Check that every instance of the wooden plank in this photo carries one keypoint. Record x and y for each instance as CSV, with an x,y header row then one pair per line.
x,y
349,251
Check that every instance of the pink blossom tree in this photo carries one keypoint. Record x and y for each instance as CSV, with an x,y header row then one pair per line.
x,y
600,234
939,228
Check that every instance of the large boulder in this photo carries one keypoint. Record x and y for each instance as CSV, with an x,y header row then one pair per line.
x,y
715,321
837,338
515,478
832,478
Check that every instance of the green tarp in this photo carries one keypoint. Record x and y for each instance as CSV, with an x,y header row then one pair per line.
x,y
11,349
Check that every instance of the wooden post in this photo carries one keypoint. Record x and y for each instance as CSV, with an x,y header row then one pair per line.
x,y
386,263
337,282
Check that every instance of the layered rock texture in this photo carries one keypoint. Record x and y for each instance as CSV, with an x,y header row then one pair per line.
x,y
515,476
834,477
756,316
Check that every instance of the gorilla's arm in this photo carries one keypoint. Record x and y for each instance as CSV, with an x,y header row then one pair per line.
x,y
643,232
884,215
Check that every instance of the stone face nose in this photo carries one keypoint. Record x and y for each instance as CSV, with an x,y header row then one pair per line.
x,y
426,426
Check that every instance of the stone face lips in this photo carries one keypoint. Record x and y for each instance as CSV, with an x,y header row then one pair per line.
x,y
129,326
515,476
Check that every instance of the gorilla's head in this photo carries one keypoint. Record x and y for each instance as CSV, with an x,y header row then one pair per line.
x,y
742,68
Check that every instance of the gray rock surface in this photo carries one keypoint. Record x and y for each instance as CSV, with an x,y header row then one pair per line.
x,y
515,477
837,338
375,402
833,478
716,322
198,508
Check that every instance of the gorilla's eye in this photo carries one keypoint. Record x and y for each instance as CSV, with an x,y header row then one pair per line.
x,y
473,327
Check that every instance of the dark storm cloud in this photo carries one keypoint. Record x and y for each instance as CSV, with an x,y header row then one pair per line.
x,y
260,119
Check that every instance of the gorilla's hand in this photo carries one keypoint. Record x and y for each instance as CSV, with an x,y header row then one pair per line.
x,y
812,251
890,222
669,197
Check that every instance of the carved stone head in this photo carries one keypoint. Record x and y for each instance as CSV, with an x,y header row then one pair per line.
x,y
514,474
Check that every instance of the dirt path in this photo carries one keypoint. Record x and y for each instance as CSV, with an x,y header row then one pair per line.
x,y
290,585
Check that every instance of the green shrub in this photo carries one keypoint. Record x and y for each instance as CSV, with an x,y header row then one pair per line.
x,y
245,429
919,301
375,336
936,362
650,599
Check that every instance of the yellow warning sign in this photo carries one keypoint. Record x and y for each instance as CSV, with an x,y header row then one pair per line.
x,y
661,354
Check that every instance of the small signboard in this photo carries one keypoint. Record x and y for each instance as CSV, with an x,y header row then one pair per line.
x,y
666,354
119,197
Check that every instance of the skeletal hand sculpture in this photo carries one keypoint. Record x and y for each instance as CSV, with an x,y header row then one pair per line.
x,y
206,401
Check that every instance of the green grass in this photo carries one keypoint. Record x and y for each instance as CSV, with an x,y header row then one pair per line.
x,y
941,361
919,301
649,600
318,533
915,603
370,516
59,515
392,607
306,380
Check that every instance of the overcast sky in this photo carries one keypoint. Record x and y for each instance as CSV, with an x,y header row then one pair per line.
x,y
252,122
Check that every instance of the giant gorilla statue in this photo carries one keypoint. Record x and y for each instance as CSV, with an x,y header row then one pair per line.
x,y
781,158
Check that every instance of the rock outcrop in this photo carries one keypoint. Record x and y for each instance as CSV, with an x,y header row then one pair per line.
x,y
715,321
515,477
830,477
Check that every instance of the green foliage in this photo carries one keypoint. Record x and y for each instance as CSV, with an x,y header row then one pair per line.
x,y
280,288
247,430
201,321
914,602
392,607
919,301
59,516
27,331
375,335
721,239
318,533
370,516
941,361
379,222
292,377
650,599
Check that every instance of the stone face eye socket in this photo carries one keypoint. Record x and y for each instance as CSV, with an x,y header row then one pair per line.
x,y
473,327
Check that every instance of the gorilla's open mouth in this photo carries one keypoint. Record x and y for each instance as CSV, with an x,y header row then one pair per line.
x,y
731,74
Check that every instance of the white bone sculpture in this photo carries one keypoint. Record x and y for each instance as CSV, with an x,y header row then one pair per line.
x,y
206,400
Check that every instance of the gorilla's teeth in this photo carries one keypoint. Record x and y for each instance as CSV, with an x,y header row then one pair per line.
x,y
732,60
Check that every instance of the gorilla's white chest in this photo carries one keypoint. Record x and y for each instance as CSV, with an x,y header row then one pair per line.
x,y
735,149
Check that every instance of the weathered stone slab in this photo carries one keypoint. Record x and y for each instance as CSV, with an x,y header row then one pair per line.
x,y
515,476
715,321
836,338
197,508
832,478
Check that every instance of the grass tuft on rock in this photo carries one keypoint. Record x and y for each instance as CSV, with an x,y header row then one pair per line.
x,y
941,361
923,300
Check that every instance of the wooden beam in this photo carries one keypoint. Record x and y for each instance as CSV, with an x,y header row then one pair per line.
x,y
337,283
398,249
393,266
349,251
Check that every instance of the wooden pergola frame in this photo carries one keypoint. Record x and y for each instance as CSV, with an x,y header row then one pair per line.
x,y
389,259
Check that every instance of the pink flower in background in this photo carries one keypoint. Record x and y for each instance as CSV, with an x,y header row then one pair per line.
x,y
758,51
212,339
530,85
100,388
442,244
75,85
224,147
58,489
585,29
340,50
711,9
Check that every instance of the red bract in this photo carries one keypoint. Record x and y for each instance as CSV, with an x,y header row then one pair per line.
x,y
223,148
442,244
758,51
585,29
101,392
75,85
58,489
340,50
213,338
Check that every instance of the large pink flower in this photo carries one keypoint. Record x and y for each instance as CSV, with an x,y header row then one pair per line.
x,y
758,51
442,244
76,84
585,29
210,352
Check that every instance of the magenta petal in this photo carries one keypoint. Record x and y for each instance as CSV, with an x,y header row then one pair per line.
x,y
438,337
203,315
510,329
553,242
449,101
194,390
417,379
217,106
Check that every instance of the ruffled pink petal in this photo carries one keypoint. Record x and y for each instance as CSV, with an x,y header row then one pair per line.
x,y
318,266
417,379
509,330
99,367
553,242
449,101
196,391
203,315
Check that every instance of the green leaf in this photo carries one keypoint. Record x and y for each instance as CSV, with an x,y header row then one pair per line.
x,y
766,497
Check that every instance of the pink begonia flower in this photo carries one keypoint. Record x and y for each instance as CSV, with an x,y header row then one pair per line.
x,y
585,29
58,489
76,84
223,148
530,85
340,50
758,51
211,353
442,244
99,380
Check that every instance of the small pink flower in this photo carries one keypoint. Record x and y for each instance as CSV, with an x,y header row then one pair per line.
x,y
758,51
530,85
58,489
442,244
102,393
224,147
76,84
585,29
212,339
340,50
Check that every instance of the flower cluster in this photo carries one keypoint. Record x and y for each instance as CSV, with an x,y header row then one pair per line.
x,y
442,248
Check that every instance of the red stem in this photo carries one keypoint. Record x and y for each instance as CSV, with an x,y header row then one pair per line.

==================================================

PROBLEM STATEMENT: Word for word, write out each entry shown above.

TASK RESULT:
Check that every instance of the wooden plank in this photo carries one keypoint. Record x and y for each instance as CSV, with an x,y header row then one pair per line.
x,y
349,251
Check that every instance of the pink blossom tree in this photo carries one keypoint. Record x and y for each instance as CSV, with an x,y header row then one pair per line.
x,y
600,234
939,228
Check that every instance of the large boulder in this photo carries one keypoint. Record x and y for each instance as CSV, with an x,y header row then one pair per line.
x,y
715,321
837,338
515,478
832,478
Check that every instance of the green tarp in this photo carries one keypoint. Record x and y for each instance as CSV, with an x,y header row then one pair per line.
x,y
11,349
Check that every instance of the wooden post in this photo carries one keypoint. Record x and y for each instance as CSV, with an x,y header row then one pair per line.
x,y
386,263
337,282
Check that every instance of the layered rock texture in this photo carries one keypoint. Record x and y for each instance as CSV, with an x,y header row then one pair per line.
x,y
515,476
834,477
756,316
Check that every instance of the gorilla's arm in this photo carries one keypoint. Record x and y for each instance as CSV, with an x,y header row then one pair per line.
x,y
643,232
884,215
Check that every instance of the stone face nose in this photo carries one keypoint. Record x and y for each instance as CSV, with an x,y header row then one pair per line.
x,y
426,426
Check that every instance of the stone face lips in this photo carries one keypoint. Record x and y for each instance as CSV, with an x,y header row then one pair per line.
x,y
129,326
515,476
Check that every instance of the gorilla's head in this photo carries one keypoint. Record x and y for each instance as CSV, with an x,y header row then one pair per line.
x,y
742,68
Check that every instance of the gray rock surface in this photo carries one keypoint. Record x and y for each instance as CSV, with an x,y header row then one pair per line.
x,y
515,477
837,338
375,402
833,478
716,322
198,508
Check that every instance of the gorilla's eye in this photo carries one keypoint. Record x and y for each instance as CSV, with an x,y header row then one pair per line.
x,y
473,327
Check that every instance of the dark storm cloud in this photo carries one keypoint. Record x and y for each instance as CSV, with an x,y header row then one pair per line.
x,y
260,119
Check that every instance of the gorilla's hand in this photo carries one keypoint. Record x and y for each instance as CSV, with an x,y header row then one pair per line.
x,y
812,251
890,222
669,197
Check that every instance of the carved stone head in this photo carries one keypoint. Record x and y for each instance as CSV, with an x,y header row then one pair per line.
x,y
514,474
Check that every instance of the dirt path in this photo carries one keypoint. Record x and y for each instance as CSV, with an x,y header row then one pair per line.
x,y
290,585
Check that every instance of the green shrub in this photo carries one keypoint. Record x and y for each instance as CSV, with an x,y header row then one pair per line.
x,y
245,429
919,301
375,336
936,362
650,599
Check that every instance of the yellow warning sign in this photo carries one keypoint. Record x and y for each instance as CSV, with an x,y header row then one pair per line.
x,y
661,354
Check that every instance of the small signboard in this photo carries one keypoint. Record x and y for each instance as CSV, with an x,y header row then one pair per line.
x,y
666,354
119,197
Check that every instance of the skeletal hand sculpture in this photo carries one keypoint. Record x and y for each instance as CSV, with an x,y header row then one pair per line.
x,y
206,401
Check that every instance of the green grass in this photo carries one keypoint. Record x and y for each instance as CSV, with an x,y header row then one pair per line.
x,y
941,361
919,301
649,600
318,533
915,603
370,516
59,515
392,607
306,380
Check that every instance of the overcast sky in this photo carries one keypoint. Record x and y for each instance as CSV, with an x,y header row then one pair per line.
x,y
252,122
Check that every instance of the giant gorilla statue in this photo carries one keypoint. Record x and y for each instance as CSV, with an x,y header row then one pair per line.
x,y
781,158
Check that every instance of the rock outcrop in this photo carries one keypoint. Record x and y for each instance as CSV, with an x,y header row then one pair per line.
x,y
715,321
515,477
830,477
Check that every instance of the green foliage in this photo carries one keypoint. Record x and y for each instance as CSV, with an x,y header row then one pair per line.
x,y
280,288
247,430
201,321
914,602
392,607
919,301
59,516
27,331
375,335
721,239
318,533
370,516
941,361
379,222
292,377
650,599
Check that every instance of the stone face eye socket in this photo carries one keypoint. Record x and y for each instance as CSV, with an x,y header row then one pair per line.
x,y
473,327
Check that every instance of the gorilla's open mouth in this photo carries one keypoint. Record x and y for each instance as CSV, with an x,y header row then one pair per line.
x,y
731,74
Check that every instance of the white bone sculpture in this photo carries one keypoint. Record x and y for each instance as CSV, with an x,y header row then one pair per line.
x,y
206,400
Check that every instance of the gorilla's teeth in this photo carries one keypoint. Record x and y for each instance as CSV, with an x,y header row then one pair per line.
x,y
732,60
Check that every instance of the gorilla's white chest in this photo carries one keypoint. Record x and y for each instance as CSV, with an x,y header row then one pair per line.
x,y
735,149
Check that every instance of the weathered stone slab in this photo carries one keypoint. Record x and y for each instance as CSV, with an x,y header row then one pair per line.
x,y
515,476
715,321
836,338
197,508
832,478
Check that every instance of the grass tuft on rock in this photo carries one keypoint. Record x and y for each instance as CSV, with an x,y header row then one pair per line.
x,y
941,361
923,300
Check that every instance of the wooden beam in this photo carries one keypoint. Record x and y for each instance as CSV, with an x,y header row then one pair per line.
x,y
337,283
398,249
393,266
349,251
Check that every instance of the wooden pergola frame in this photo carries one keypoint. Record x and y for each instance as CSV, with an x,y header row then one pair per line.
x,y
389,259
Check that every instance of the pink flower in background in this photo carries one keypoint. Record x and y for each instance as CSV, with an x,y header row then one pair per line.
x,y
758,51
212,339
530,85
100,388
442,244
75,85
224,147
58,489
585,29
340,50
711,9
Check that every instance of the red bract in this photo carries one keypoint. Record x and y for each instance as CSV, with an x,y header row then one pair per line.
x,y
223,148
442,244
758,51
585,29
101,392
75,85
58,489
340,50
213,338
Check that every instance of the large pink flower in this photo carries one keypoint. Record x and y for each instance as CSV, with an x,y header row then one pair per line.
x,y
758,51
442,244
76,84
585,29
210,352
Check that every instance of the magenta petal in this photo carries one keypoint. Record x and y for each instance as CSV, with an x,y header row then one pair per line.
x,y
438,337
203,315
510,329
553,242
449,101
194,390
417,379
217,106
Check that every instance of the ruffled pink petal in this photo carries one keypoint. Record x and y for each instance as CSV, with an x,y header row then one pair per line.
x,y
318,266
417,379
509,330
99,367
553,242
449,101
196,391
203,315
Check that every instance of the green leaf in this photo carries one keypoint. Record x and y for each instance as CSV, with an x,y header row then one pair per line.
x,y
766,497
Check that every instance of the pink begonia flower in this photo carries one keypoint. Record x and y for each instance as CSV, with an x,y header row then one pair per line.
x,y
585,29
58,489
76,84
223,148
530,85
340,50
758,51
211,353
442,244
99,380
Check that every instance of the small pink flower in this photo carries one keypoint. Record x and y for each instance as CSV, with an x,y header row then one pair per line.
x,y
758,51
530,85
58,489
442,244
102,393
224,147
76,84
585,29
212,339
340,50
Check that every instance of the flower cluster in this photo carries one keypoint. Record x and y for each instance as CSV, with an x,y header row then one pair per line.
x,y
442,248
Check that every instance of the red stem in this photo carries one keypoint. Record x and y for each instance as CSV, with an x,y header row then one pair per line.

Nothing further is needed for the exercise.